### Task instructions:
Copy the following items verbatim, keeping every line as it appears.

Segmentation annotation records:
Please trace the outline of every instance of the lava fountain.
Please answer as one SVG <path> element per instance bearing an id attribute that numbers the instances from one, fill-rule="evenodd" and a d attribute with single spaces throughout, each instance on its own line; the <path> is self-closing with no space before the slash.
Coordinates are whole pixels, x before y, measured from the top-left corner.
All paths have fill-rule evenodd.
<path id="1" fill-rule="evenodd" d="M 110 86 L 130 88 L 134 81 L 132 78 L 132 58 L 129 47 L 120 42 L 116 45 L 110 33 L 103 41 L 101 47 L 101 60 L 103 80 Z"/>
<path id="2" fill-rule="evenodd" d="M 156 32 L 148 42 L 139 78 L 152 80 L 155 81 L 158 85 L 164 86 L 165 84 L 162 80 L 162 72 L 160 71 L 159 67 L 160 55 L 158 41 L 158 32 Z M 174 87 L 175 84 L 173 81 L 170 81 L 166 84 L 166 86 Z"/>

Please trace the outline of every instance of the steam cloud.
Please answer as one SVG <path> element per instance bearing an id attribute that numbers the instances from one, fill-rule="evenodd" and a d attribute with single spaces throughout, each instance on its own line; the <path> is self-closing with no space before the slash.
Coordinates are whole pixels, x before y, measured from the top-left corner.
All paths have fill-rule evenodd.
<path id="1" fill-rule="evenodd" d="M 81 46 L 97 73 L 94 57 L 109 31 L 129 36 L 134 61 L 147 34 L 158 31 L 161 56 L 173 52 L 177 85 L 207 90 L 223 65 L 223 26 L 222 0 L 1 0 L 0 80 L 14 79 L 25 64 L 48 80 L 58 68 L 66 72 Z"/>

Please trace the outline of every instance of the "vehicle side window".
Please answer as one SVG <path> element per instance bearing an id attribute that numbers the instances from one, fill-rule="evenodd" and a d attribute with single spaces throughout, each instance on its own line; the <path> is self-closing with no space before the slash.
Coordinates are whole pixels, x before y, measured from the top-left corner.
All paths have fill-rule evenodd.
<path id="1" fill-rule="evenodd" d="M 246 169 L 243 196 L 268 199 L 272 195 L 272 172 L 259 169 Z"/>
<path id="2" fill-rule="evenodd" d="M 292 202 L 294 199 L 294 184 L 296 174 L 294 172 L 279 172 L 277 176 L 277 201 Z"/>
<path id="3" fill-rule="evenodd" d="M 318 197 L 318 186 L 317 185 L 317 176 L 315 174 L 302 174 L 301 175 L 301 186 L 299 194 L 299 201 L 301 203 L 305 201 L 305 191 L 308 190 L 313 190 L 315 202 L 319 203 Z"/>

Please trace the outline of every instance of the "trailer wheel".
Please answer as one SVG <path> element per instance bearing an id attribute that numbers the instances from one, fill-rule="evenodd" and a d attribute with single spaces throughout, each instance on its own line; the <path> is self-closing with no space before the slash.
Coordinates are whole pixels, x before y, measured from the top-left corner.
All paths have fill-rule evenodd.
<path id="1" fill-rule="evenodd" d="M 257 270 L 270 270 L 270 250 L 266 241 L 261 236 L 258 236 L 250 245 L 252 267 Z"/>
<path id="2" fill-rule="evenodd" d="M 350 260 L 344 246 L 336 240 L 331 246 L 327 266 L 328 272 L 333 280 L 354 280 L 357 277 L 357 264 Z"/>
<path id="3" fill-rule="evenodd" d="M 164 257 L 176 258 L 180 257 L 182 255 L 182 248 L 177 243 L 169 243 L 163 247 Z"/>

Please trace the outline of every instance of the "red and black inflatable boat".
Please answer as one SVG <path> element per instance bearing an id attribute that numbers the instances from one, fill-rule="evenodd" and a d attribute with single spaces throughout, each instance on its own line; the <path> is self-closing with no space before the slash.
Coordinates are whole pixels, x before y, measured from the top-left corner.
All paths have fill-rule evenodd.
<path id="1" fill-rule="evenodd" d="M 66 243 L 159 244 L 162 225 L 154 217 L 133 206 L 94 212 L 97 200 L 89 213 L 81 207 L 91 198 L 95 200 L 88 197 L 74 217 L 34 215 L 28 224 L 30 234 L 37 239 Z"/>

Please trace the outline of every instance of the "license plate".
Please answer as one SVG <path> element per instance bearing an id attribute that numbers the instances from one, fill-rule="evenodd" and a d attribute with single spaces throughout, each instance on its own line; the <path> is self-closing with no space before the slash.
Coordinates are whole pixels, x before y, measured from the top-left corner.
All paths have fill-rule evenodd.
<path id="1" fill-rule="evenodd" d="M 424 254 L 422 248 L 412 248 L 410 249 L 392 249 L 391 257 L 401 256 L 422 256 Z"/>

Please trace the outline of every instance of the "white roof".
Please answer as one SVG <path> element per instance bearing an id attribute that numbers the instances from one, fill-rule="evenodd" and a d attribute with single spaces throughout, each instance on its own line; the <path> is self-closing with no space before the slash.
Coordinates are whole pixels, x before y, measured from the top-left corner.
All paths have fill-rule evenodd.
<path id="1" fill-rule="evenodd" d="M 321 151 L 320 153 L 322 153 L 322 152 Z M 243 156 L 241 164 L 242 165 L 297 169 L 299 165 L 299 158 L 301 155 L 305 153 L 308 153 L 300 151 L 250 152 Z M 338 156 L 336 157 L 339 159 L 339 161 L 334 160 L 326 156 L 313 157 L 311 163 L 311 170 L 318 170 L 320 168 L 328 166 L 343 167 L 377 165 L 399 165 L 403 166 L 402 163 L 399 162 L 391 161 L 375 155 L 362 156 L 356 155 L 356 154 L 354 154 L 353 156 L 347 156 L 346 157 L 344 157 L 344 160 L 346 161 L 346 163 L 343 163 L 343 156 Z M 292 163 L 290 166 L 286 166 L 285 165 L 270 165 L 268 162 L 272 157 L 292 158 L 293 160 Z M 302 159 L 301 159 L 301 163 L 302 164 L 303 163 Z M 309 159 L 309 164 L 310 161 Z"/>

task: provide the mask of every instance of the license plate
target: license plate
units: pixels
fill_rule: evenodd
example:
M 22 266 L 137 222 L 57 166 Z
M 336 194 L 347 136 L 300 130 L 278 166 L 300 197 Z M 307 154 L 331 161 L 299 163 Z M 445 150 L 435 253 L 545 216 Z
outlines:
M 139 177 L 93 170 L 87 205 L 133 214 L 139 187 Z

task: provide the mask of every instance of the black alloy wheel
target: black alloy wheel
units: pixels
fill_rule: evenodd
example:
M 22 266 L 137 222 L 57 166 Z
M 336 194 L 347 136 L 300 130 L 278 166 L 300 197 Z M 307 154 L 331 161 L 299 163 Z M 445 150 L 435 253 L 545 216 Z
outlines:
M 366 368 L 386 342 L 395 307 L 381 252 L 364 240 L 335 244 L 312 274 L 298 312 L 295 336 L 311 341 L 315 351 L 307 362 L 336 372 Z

### Reply to the task:
Please trace the outline of every instance of the lava fountain.
Please answer as one SVG <path> element per instance bearing an id attribute that numbers the instances from one, fill-rule="evenodd" and a d attribute with single spaces throughout, each instance on its own line; the <path> is self-closing with no space before the slash.
Coordinates are whole pixels, x before y, measured from the top-left corner.
All paths have fill-rule evenodd.
<path id="1" fill-rule="evenodd" d="M 110 86 L 130 88 L 134 81 L 132 78 L 132 58 L 129 47 L 120 42 L 116 45 L 110 33 L 103 41 L 101 47 L 101 60 L 103 80 Z"/>
<path id="2" fill-rule="evenodd" d="M 156 32 L 148 42 L 139 78 L 152 80 L 155 81 L 158 85 L 164 86 L 165 84 L 162 80 L 162 72 L 160 71 L 159 67 L 160 55 L 158 41 L 158 32 Z M 174 87 L 175 84 L 173 81 L 170 81 L 166 84 L 166 86 Z"/>

Please trace the outline of every instance of the steam cloud.
Please answer as one SVG <path> element per instance bearing an id attribute that numbers the instances from one, fill-rule="evenodd" and a d attribute with single spaces throughout, each instance on its own line; the <path> is self-closing with no space before the slash.
Coordinates are whole pixels, x before y, measured from the top-left corner.
All paths have fill-rule evenodd.
<path id="1" fill-rule="evenodd" d="M 81 46 L 97 73 L 94 57 L 109 31 L 129 36 L 134 61 L 147 34 L 158 31 L 161 56 L 173 52 L 177 85 L 207 90 L 223 65 L 223 26 L 222 0 L 1 0 L 0 80 L 14 79 L 25 64 L 48 80 L 58 68 L 66 72 Z"/>

Please trace the outline of every instance of the "vehicle side window".
Please answer as one SVG <path> element per instance bearing an id attribute that numbers the instances from one, fill-rule="evenodd" and a d attribute with single spaces throughout, each instance on its own line; the <path> is self-closing with no space before the slash.
Coordinates are whole pixels, x before y, measured from the top-left corner.
All paths have fill-rule evenodd.
<path id="1" fill-rule="evenodd" d="M 246 169 L 243 196 L 268 199 L 272 195 L 272 172 L 259 169 Z"/>
<path id="2" fill-rule="evenodd" d="M 292 202 L 294 199 L 294 184 L 296 174 L 294 172 L 279 172 L 277 176 L 277 201 Z"/>
<path id="3" fill-rule="evenodd" d="M 318 197 L 318 186 L 317 185 L 317 176 L 315 174 L 302 174 L 301 175 L 301 186 L 299 194 L 299 201 L 301 203 L 305 201 L 305 191 L 308 190 L 313 190 L 315 202 L 319 203 Z"/>

Please trace the outline of every instance of the "trailer wheel".
Please answer as one SVG <path> element per instance bearing an id attribute that numbers the instances from one, fill-rule="evenodd" and a d attribute with single spaces throughout, each instance on its own line; the <path> is self-closing with no space before the slash.
Coordinates are whole pixels, x before y, measured from the top-left corner.
All paths have fill-rule evenodd.
<path id="1" fill-rule="evenodd" d="M 257 270 L 270 270 L 270 250 L 266 241 L 261 236 L 258 236 L 250 245 L 252 267 Z"/>
<path id="2" fill-rule="evenodd" d="M 350 260 L 344 246 L 336 240 L 331 246 L 327 266 L 328 272 L 333 280 L 354 280 L 357 277 L 357 264 Z"/>
<path id="3" fill-rule="evenodd" d="M 164 257 L 176 258 L 180 257 L 182 255 L 182 248 L 177 243 L 169 243 L 163 247 Z"/>

Please trace the outline of every instance of the "red and black inflatable boat".
Please answer as one SVG <path> element per instance bearing an id attribute that numbers the instances from one, fill-rule="evenodd" and a d attribute with single spaces throughout, each instance on its own line; the <path> is self-closing with no space before the slash.
Coordinates are whole pixels, x before y, measured from the top-left corner.
All paths have fill-rule evenodd.
<path id="1" fill-rule="evenodd" d="M 66 243 L 159 244 L 162 225 L 154 217 L 133 206 L 94 212 L 97 200 L 89 213 L 81 207 L 91 198 L 95 200 L 88 197 L 74 217 L 34 215 L 28 224 L 30 234 L 37 239 Z"/>

Please trace the outline of every instance of the "license plate".
Please answer as one SVG <path> element per instance bearing an id attribute that numbers the instances from one, fill-rule="evenodd" and a d attribute with single spaces throughout, each instance on its own line; the <path> is self-closing with no space before the slash.
Coordinates are whole pixels, x before y, measured from the top-left corner.
All paths have fill-rule evenodd.
<path id="1" fill-rule="evenodd" d="M 424 254 L 422 248 L 412 248 L 410 249 L 392 249 L 391 257 L 401 256 L 422 256 Z"/>

Please trace the outline of every instance of the "white roof".
Please answer as one SVG <path> element per instance bearing an id attribute that numbers the instances from one, fill-rule="evenodd" and a d attribute with single spaces throughout, each instance on its own line; the <path> is self-closing with no space before the slash.
Coordinates are whole pixels, x before y, measured from the top-left corner.
All paths have fill-rule evenodd.
<path id="1" fill-rule="evenodd" d="M 321 151 L 320 153 L 322 153 L 322 152 Z M 243 156 L 241 164 L 242 165 L 297 169 L 299 165 L 299 158 L 301 155 L 305 153 L 308 153 L 300 151 L 250 152 Z M 338 156 L 336 157 L 339 159 L 339 161 L 334 160 L 326 156 L 313 157 L 311 163 L 311 170 L 318 170 L 320 168 L 328 166 L 343 167 L 377 165 L 399 165 L 403 166 L 402 163 L 399 162 L 391 161 L 375 155 L 362 156 L 356 155 L 356 154 L 354 154 L 353 156 L 347 156 L 346 157 L 344 157 L 344 160 L 346 161 L 346 163 L 343 163 L 343 156 Z M 292 163 L 290 166 L 286 166 L 285 165 L 270 165 L 268 162 L 272 157 L 292 158 L 293 160 Z M 302 159 L 301 159 L 301 163 L 302 164 L 303 163 Z M 309 159 L 309 164 L 310 161 Z"/>

task: provide the mask of every instance of the license plate
target: license plate
units: pixels
fill_rule: evenodd
example:
M 22 266 L 137 222 L 57 166 Z
M 336 194 L 347 136 L 300 130 L 278 166 L 300 197 Z M 307 154 L 331 161 L 299 163 Z M 445 150 L 435 253 L 545 216 Z
outlines:
M 139 177 L 93 170 L 87 205 L 133 214 L 139 187 Z

task: provide the mask of every instance of the black alloy wheel
target: black alloy wheel
units: pixels
fill_rule: evenodd
example:
M 22 266 L 137 222 L 57 166 Z
M 336 194 L 347 136 L 300 130 L 278 166 L 300 197 Z M 307 154 L 331 161 L 299 163 Z M 445 150 L 435 253 L 545 216 Z
outlines:
M 366 368 L 386 342 L 395 307 L 381 252 L 364 240 L 335 244 L 312 274 L 298 312 L 295 336 L 311 341 L 315 351 L 307 362 L 336 372 Z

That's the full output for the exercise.